▶ **EXERCISE**: The listing below is to be output in its exact form.

▬▬▬

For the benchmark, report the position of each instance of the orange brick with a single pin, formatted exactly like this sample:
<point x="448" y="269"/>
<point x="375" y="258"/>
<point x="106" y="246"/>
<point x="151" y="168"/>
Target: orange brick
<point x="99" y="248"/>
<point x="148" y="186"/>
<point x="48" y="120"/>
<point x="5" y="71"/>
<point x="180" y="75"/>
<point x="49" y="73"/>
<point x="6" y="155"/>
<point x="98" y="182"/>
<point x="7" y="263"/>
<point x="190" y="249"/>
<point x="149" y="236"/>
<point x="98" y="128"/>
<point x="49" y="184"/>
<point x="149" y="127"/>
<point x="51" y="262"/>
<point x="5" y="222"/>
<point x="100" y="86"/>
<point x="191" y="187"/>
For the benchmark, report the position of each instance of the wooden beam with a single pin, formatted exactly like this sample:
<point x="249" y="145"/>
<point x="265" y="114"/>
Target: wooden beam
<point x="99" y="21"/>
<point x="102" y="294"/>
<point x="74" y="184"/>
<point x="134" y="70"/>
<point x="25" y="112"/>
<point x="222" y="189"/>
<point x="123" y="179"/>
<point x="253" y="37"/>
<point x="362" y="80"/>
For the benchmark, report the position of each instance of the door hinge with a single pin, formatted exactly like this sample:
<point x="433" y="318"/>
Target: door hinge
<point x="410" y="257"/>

▬▬▬

▶ **THE OUTPUT**:
For the benchmark, report the position of each instance of the orange brick with a single pin, formatted exactly like this sample:
<point x="448" y="269"/>
<point x="375" y="258"/>
<point x="106" y="246"/>
<point x="151" y="168"/>
Target: orange brick
<point x="99" y="248"/>
<point x="148" y="186"/>
<point x="48" y="120"/>
<point x="5" y="71"/>
<point x="180" y="75"/>
<point x="49" y="73"/>
<point x="6" y="155"/>
<point x="98" y="182"/>
<point x="7" y="263"/>
<point x="190" y="249"/>
<point x="149" y="236"/>
<point x="98" y="128"/>
<point x="49" y="184"/>
<point x="149" y="127"/>
<point x="51" y="262"/>
<point x="5" y="222"/>
<point x="100" y="86"/>
<point x="191" y="187"/>
For the benchmark, report the position of each instance of the wooden beam with a single pin, formatted exactly like this sample:
<point x="249" y="145"/>
<point x="265" y="114"/>
Target: wooden beam
<point x="99" y="21"/>
<point x="102" y="294"/>
<point x="74" y="184"/>
<point x="134" y="70"/>
<point x="25" y="112"/>
<point x="222" y="189"/>
<point x="123" y="179"/>
<point x="253" y="37"/>
<point x="362" y="80"/>
For the benchmark, report the position of each instance of the door hinge with a single pin, formatted exactly like this sample:
<point x="433" y="318"/>
Target: door hinge
<point x="410" y="257"/>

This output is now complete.